[Some entries]
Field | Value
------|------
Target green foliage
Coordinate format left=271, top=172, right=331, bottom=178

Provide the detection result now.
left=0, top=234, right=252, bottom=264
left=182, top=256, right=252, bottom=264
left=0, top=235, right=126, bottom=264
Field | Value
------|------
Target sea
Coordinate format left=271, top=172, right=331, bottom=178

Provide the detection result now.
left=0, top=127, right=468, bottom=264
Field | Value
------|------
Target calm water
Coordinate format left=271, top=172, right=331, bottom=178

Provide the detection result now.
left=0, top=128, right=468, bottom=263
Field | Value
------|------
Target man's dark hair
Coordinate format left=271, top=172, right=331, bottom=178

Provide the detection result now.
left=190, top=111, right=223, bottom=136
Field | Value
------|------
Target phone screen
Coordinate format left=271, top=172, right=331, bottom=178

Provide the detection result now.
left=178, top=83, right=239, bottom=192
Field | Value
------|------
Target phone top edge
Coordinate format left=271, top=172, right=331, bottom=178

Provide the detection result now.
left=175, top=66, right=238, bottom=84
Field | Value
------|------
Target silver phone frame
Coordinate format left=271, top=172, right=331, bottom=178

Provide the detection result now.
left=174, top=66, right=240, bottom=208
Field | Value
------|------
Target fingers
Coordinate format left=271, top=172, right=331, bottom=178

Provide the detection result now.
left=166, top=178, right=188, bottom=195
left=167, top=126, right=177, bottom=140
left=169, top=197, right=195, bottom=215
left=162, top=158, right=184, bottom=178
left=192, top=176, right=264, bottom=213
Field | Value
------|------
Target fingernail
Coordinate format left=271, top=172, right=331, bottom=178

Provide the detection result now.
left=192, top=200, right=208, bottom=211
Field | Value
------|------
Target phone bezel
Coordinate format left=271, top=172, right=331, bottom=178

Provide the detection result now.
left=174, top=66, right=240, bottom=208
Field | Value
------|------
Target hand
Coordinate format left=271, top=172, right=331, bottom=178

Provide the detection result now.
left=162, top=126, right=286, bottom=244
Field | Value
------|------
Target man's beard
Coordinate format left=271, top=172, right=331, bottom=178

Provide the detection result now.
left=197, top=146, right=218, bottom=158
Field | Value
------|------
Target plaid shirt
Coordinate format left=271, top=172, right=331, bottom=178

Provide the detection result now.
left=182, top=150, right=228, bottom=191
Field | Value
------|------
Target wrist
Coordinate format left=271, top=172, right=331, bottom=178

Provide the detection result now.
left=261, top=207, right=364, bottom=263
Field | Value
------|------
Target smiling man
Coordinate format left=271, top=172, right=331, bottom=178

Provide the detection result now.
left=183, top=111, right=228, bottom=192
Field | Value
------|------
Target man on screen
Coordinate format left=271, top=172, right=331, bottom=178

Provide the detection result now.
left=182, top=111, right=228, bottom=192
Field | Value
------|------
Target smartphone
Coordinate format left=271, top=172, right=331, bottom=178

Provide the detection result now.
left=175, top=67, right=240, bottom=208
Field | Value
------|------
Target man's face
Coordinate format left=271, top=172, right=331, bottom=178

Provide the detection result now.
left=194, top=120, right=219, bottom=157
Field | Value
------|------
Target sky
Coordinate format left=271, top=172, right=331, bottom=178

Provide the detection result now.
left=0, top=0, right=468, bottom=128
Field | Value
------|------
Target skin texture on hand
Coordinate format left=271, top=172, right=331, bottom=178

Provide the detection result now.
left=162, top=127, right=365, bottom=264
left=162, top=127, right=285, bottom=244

* THE EXERCISE
Write out, without alteration, everything from the start of the entries down to the line containing "left=0, top=128, right=468, bottom=263", including that line.

* TASK SOLUTION
Field | Value
------|------
Target green foliage
Coordinate format left=271, top=172, right=331, bottom=178

Provide the detection result now.
left=0, top=234, right=252, bottom=264
left=182, top=256, right=252, bottom=264
left=0, top=235, right=126, bottom=264
Field | Value
------|------
Target sea
Coordinate format left=271, top=172, right=331, bottom=178

Provide the detection result now.
left=0, top=127, right=468, bottom=264
Field | Value
------|------
Target calm water
Coordinate format left=271, top=172, right=331, bottom=178

Provide the detection result now.
left=0, top=128, right=468, bottom=263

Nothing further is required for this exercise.